Su okuryazarlığını şöyle tanımlayabiliriz: Suyun doğasını, kaynakların sınırlılığını, yönetim süreçlerini ve davranışların su üzerindeki etkilerini anlayıp, bu bilgiyle sürdürülebilir kararlar alabilme kabiliyetidir. Suyu tanıma, döngüsünü bilme, su ayak izi ve sanal su (tarım ya da sanayi faaliyetleri sonucu elde edilen bir ürünün üretim sürecinde kullanılan toplam su miktarı) kavramlarını anlama gibi bileşenleri içerir. Su okuryazarını TÜBİTAK “Günlük kullanılan suyun nasıl dağıtıldığı, arıtıldığı, bunun yanı sıra suyun kalitesi ve güvenliğini koruyan, ne kadar su kullanıldığını ve tam olarak ne için kullanıldığını bilen bireyler” şeklinde tanımlamaktadır. Su okuryazarı kişilerin çoğalması sosyal su okuryazarı olmaktan geçiyor diyebiliriz. Sosyal su okuryazarlığı, suyun toplumsal bir kaynak olduğu bilinciyle hareket eden, sürdürülebilir kullanım için kolektif sorumluluk üstlenen ve su problemlerine yönelik toplumsal düzeyde çözüm üretmeyi amaçlayan fertlerin gelişimini ifade eder. Şahsi sorumluluklara ek olarak sosyal sorumluluklar yüklenmek su konusunda pozitif katkılar sağlayacaktır.

——

> [İstenen görev]: Su okuryazarlığını anlatan yukarıdaki metni, son cümlesinin ardından kaldığı yerden sürdürün.

> [Gösterilen materyal]:

——

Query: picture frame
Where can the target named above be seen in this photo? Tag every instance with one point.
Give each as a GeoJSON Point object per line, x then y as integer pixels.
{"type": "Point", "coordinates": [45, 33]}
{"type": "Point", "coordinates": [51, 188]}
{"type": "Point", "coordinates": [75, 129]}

——

> [Alıştırmanın cevabı]:
SU OKURYAZARLIĞI TESTİ

Bu noktada su okuryazarlığınızı test edelim: Dişimizi fırçalarken musluğu kapatıyor muyuz? Duş süremiz ne kadar? Bu klasik sorular elbette önemli; ama bir adım ileriye gidip şu soruları da soralım: Ne kadar ekmek çöpe atıyoruz? Gardırobumuzdaki kıyafetleri ne sıklıkta yeniliyoruz? Bu sorular ilk bakışta konudan bağımsız gibi görünse de gerçekte yediğimiz ekmek, giydiğimiz kıyafetler ve kullandığımız et ürünleri için harcanan su, günlük tüketimimizin en büyük parçalarını oluşturur.

GÖRÜNMEYEN TÜKETİM: SU AYAK İZİ

İşte burada devreye “Su Ayak İzi” girer. Bu, bir ürünün üretimi için kullanılan yeşil (toprak nemi), mavi (yüzey/yer altı suyu) ve gri (kirliliği temizlemek için gereken su) su miktarlarının toplamıdır. Örneğin bir dilim ekmek... Ekmek israfı üzerine yapılan hesaplamalar, kilogram başına ~1.600 litre seviyelerinde değişen sonuçlarla, tek bir dilimin bile onlarca litre suya denk geldiğini gösterir. Bir pamuk tişörtün üretimi için ortalamada ~2.700 litre su gerekmektedir. Bu rakamlar tüketim tercihlerimizle doğrudan ilişkilidir. TÜİK verilerine göre belediyeler tarafından içme ve kullanma suyu şebekesine çekilen kişi başı günlük ortalama su miktarı 229 litre olarak hesaplandı. Bu değerler gerçek su tüketimini gösteriyor. Buna sanal su kullanımını da eklediğimizde sayı daha da artıyor.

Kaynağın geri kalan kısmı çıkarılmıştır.